Work to be completed:
Look through the entries below, please, and copy every line with the word "thin".

Records to process:
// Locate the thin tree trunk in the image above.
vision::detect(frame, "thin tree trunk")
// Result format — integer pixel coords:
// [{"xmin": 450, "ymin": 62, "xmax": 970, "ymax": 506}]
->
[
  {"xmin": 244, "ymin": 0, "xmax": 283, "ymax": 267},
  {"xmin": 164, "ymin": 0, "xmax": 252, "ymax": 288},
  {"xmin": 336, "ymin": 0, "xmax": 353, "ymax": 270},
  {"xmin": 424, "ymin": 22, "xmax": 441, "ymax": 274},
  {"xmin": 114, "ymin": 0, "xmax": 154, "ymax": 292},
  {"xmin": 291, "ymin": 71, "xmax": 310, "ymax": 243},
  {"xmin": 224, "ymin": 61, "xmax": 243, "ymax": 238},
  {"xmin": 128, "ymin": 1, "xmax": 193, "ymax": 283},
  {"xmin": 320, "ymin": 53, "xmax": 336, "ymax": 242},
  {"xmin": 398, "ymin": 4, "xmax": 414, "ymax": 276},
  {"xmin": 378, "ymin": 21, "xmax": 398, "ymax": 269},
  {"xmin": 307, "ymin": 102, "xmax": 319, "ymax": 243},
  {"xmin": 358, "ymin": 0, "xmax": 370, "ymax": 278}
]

Output below:
// Locate the thin tree trunk in the image above.
vision::detect(frame, "thin tree trunk")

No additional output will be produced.